Please collect every line of the data below that contains the string "wearing", matching case exactly.

--- START EXTRACTED RECORDS ---

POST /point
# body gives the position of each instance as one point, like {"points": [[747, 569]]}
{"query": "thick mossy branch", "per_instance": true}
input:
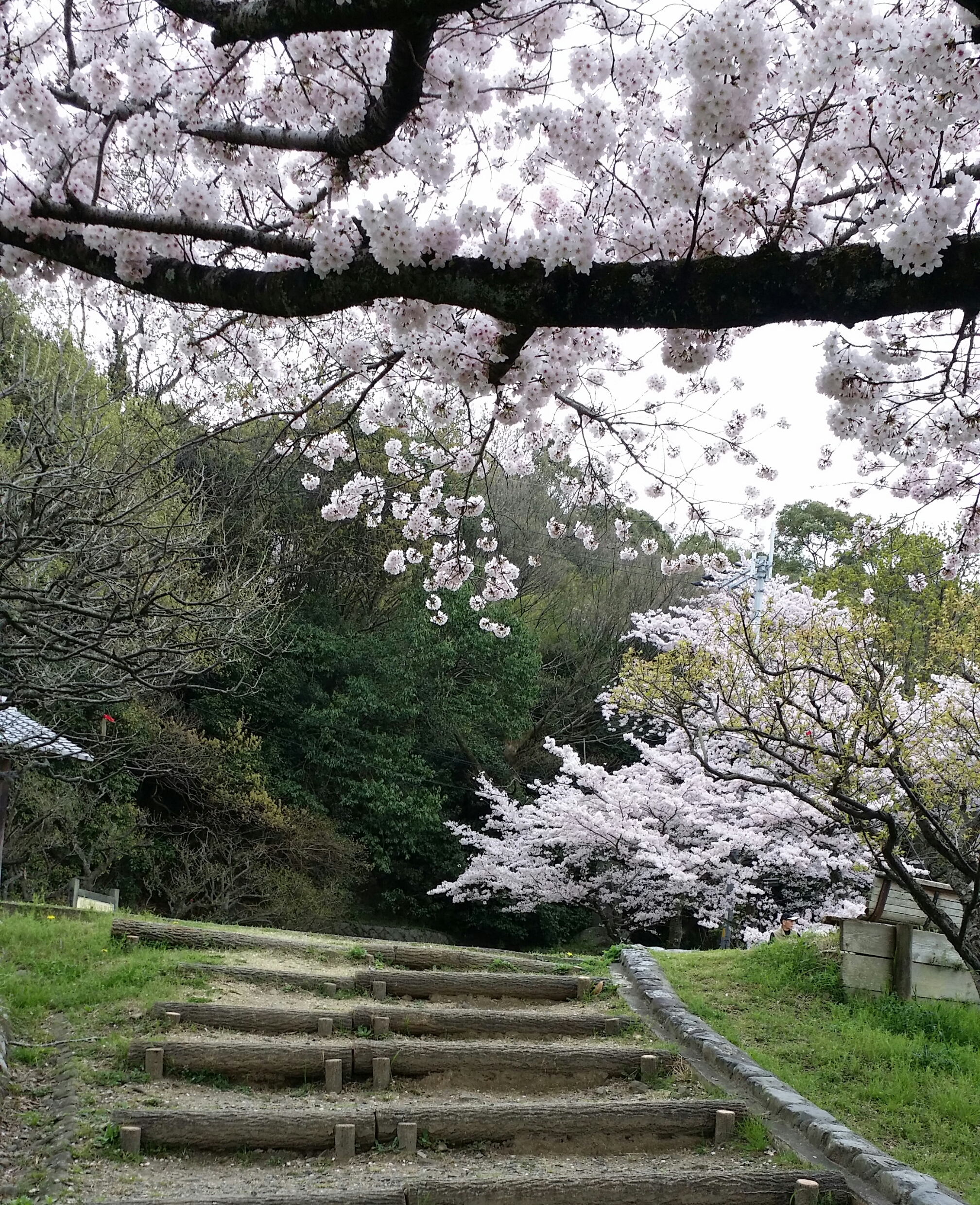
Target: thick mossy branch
{"points": [[844, 285], [257, 21]]}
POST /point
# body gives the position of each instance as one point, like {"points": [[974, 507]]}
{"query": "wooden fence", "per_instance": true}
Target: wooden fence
{"points": [[910, 962]]}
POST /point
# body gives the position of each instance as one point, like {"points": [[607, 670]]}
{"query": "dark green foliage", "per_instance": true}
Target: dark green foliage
{"points": [[384, 731], [808, 537]]}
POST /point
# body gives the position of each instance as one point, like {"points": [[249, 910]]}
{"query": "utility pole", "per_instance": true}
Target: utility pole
{"points": [[759, 569]]}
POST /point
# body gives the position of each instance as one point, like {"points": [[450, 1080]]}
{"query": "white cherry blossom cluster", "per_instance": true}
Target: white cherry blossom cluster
{"points": [[641, 843], [634, 140]]}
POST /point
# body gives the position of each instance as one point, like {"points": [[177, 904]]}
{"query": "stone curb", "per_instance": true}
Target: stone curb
{"points": [[895, 1181]]}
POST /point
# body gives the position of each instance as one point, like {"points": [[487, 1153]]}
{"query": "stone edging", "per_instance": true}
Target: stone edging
{"points": [[5, 1037], [895, 1181]]}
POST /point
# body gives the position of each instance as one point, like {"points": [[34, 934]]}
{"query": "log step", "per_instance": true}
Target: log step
{"points": [[432, 1022], [628, 1126], [410, 1057], [417, 957], [419, 985], [633, 1186], [625, 1126]]}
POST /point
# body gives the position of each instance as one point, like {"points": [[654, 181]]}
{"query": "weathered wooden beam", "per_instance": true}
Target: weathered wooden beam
{"points": [[313, 981], [457, 1125], [410, 1057], [431, 1022], [417, 957], [250, 1061], [416, 1057], [424, 985], [739, 1186]]}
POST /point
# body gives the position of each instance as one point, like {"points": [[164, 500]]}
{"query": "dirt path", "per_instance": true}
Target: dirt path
{"points": [[503, 1121]]}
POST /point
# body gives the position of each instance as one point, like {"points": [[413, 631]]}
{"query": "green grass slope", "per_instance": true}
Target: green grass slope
{"points": [[903, 1074]]}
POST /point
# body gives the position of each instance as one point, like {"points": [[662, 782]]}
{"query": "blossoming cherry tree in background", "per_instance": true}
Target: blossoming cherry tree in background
{"points": [[430, 218]]}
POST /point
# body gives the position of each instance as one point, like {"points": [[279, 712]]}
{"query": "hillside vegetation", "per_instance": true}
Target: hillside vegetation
{"points": [[903, 1074]]}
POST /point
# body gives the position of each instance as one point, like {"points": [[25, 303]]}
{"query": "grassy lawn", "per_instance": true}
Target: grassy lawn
{"points": [[905, 1075], [77, 969]]}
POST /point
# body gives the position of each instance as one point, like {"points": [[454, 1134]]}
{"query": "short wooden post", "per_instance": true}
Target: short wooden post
{"points": [[129, 1139], [724, 1126], [806, 1192], [155, 1062], [344, 1141], [902, 964], [334, 1074], [649, 1068], [381, 1072], [409, 1136]]}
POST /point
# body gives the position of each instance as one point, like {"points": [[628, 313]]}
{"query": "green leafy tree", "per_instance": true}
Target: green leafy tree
{"points": [[808, 538]]}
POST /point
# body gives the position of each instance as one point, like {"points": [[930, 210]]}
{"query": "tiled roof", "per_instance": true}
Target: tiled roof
{"points": [[18, 731]]}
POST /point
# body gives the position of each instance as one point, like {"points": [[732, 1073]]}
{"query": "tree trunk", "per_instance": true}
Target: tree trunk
{"points": [[631, 1186], [458, 1125], [416, 957], [5, 766], [305, 1061], [419, 985]]}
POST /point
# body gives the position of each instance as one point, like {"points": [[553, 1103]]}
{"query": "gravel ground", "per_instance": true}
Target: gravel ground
{"points": [[200, 1175], [26, 1128]]}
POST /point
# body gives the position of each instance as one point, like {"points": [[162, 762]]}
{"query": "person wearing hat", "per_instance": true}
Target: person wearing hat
{"points": [[787, 928]]}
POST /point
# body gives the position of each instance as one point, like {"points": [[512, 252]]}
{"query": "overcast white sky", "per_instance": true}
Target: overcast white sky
{"points": [[779, 368]]}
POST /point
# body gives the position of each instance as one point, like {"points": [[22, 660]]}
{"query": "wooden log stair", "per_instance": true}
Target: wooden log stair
{"points": [[524, 1083]]}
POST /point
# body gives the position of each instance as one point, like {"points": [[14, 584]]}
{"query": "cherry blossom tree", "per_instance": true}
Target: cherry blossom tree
{"points": [[808, 698], [643, 843], [432, 217]]}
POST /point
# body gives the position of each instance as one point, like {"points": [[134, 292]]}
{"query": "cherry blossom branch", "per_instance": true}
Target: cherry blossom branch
{"points": [[843, 285], [77, 212]]}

--- END EXTRACTED RECORDS ---

◆ ANSWER FOR THIS EXERCISE
{"query": "person wearing hat", "per_instance": true}
Target: person wearing hat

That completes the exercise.